=== Description of the task ===
When a line below contains the word "toilet", copy that line.

=== Information supplied ===
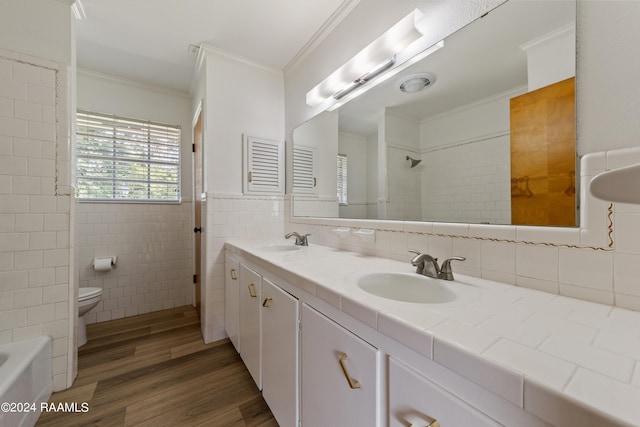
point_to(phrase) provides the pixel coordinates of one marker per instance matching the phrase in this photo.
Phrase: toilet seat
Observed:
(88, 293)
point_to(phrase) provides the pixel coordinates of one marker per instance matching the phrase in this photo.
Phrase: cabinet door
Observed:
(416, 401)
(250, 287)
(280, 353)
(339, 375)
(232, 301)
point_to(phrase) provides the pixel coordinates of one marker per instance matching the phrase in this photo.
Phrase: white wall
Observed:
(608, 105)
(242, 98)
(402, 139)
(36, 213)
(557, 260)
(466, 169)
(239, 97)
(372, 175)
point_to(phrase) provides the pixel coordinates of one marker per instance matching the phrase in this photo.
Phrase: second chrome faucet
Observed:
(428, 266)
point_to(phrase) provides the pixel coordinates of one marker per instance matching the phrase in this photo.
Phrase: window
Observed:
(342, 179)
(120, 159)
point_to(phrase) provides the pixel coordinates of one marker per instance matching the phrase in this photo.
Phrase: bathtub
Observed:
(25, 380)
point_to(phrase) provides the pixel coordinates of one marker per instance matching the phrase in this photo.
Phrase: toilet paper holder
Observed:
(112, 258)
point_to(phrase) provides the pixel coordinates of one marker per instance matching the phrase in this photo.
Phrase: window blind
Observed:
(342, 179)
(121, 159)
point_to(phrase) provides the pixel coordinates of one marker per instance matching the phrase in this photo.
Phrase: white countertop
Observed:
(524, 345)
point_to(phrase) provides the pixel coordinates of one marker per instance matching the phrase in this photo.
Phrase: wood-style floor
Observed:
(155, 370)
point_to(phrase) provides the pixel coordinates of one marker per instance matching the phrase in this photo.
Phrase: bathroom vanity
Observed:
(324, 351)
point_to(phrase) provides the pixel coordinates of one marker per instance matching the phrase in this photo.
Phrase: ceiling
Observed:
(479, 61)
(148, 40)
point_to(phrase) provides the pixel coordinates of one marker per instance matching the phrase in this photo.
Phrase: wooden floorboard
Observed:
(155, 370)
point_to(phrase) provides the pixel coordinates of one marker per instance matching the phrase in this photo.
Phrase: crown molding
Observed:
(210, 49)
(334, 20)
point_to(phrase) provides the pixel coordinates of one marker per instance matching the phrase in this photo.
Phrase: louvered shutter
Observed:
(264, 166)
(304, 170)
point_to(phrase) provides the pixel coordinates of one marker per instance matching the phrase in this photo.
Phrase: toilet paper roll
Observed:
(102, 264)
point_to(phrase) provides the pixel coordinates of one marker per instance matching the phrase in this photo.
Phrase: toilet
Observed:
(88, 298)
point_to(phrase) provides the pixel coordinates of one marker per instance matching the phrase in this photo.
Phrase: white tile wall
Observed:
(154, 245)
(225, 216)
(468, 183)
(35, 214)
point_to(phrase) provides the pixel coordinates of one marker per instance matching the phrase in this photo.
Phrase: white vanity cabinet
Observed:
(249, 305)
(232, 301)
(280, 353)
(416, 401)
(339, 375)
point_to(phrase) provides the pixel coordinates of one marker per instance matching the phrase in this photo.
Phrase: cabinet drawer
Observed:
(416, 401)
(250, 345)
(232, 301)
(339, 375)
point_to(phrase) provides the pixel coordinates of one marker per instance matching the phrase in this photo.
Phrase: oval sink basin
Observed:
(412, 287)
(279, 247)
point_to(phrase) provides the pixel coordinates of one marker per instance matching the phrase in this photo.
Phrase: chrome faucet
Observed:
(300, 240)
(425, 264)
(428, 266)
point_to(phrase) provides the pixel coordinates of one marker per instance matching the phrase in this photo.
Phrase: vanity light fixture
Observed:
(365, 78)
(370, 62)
--
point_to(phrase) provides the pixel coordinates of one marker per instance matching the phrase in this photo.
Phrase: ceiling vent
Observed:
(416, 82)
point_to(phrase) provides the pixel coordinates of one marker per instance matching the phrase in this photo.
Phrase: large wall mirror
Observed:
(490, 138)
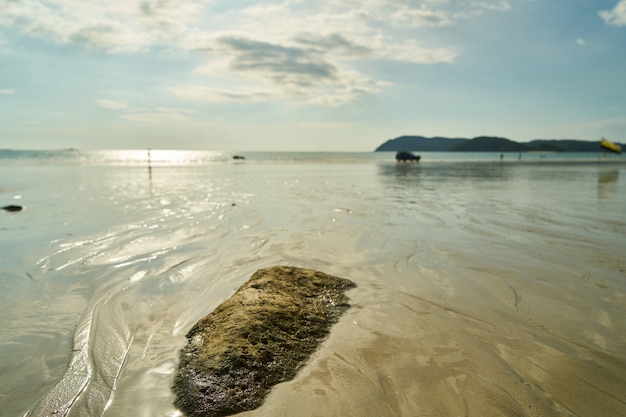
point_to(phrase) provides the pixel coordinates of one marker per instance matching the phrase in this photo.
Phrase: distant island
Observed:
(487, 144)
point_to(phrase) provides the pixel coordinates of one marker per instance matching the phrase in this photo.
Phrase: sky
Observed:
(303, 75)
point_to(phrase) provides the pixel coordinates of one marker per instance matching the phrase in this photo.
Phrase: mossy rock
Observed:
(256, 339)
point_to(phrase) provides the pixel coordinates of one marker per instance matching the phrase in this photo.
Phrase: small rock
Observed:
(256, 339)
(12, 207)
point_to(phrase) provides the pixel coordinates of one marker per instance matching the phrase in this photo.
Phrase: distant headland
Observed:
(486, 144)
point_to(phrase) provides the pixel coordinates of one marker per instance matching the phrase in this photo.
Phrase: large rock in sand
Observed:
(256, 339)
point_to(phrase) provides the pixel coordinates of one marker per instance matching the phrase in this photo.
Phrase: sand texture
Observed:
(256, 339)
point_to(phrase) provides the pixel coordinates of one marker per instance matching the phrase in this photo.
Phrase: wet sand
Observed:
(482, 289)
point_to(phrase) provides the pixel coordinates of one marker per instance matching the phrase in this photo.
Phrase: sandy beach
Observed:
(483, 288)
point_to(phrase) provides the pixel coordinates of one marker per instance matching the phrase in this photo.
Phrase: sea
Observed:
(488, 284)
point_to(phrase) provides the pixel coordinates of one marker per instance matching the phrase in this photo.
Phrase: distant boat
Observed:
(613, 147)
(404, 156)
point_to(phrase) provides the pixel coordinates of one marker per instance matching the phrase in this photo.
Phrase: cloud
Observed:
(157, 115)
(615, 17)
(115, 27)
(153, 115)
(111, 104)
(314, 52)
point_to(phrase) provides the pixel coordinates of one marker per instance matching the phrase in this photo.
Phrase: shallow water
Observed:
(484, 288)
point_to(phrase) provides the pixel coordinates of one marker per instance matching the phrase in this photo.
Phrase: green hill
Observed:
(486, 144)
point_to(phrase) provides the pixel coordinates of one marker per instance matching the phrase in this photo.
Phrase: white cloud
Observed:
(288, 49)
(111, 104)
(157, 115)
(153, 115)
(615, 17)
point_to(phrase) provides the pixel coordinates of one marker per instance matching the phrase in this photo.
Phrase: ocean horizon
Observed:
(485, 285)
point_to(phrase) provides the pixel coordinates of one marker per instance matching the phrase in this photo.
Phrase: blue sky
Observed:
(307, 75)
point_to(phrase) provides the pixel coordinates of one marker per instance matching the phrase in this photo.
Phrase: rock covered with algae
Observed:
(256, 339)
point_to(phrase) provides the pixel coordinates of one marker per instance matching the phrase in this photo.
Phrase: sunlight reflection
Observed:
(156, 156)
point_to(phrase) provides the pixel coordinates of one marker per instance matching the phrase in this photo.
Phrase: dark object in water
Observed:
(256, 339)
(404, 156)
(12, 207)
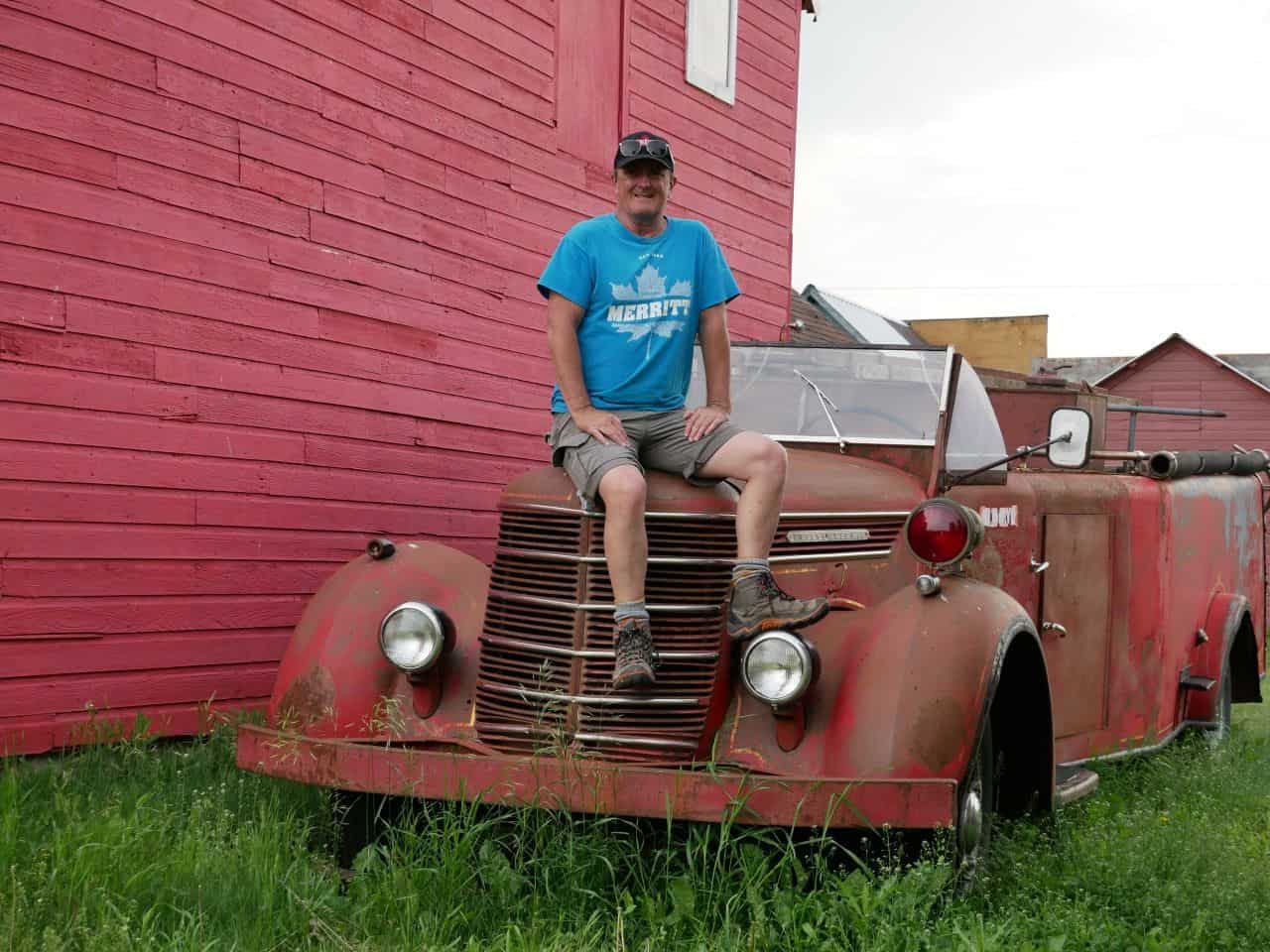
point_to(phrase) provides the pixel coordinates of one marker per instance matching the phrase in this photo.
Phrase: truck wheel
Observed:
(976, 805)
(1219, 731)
* * *
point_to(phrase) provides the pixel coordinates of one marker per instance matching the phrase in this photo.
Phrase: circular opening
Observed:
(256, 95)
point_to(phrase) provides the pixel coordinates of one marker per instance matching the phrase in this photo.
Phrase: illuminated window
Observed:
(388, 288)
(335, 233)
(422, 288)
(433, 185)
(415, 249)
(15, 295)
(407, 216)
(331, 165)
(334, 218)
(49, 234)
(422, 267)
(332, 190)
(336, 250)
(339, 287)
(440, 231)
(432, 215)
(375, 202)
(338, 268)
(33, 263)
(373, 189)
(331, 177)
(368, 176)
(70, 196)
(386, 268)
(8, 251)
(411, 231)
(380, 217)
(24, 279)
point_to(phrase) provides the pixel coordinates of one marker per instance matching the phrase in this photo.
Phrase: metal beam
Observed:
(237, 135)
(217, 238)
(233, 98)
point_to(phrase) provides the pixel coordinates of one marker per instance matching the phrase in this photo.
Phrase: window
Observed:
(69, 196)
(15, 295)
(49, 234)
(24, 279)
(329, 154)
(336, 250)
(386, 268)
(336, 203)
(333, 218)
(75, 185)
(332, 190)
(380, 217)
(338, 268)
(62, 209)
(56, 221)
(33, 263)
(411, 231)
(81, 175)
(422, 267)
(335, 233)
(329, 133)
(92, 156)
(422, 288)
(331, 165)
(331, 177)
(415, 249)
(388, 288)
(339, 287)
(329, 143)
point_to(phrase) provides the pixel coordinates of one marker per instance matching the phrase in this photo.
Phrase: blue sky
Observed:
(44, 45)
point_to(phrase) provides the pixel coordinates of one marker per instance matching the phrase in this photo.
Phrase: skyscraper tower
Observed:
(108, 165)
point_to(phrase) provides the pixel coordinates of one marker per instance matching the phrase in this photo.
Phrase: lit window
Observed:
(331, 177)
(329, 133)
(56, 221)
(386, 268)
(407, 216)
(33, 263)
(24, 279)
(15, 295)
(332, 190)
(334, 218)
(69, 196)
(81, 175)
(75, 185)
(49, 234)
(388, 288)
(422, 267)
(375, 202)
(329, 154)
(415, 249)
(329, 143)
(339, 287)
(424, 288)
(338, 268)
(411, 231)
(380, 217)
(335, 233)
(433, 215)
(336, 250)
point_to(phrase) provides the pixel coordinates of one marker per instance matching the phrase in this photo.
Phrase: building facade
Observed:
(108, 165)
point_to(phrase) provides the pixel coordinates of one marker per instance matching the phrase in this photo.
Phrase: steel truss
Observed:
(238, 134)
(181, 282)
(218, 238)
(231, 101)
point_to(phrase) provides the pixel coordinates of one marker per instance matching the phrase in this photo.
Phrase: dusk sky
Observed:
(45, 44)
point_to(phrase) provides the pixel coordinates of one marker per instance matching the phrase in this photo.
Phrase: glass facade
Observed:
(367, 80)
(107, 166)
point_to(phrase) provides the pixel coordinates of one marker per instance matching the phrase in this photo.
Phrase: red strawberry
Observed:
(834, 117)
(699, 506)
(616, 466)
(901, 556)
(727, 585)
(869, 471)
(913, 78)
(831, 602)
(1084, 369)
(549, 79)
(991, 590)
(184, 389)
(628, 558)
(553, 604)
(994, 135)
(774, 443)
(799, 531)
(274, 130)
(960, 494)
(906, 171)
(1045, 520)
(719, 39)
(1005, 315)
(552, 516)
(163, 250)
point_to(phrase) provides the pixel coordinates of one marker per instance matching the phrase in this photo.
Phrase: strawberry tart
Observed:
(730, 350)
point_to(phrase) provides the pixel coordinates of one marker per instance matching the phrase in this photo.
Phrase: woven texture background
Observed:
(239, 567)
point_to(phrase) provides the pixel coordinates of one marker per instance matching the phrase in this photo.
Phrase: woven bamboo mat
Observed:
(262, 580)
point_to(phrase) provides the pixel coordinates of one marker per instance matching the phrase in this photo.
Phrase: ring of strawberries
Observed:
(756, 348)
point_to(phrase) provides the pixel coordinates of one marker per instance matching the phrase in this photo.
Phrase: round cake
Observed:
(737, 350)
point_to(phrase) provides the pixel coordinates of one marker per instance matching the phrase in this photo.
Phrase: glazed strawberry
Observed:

=== Result of this exercise ===
Phrase: toilet seat
Phrase: toilet paper holder
Phrase: toilet paper roll
Phrase: toilet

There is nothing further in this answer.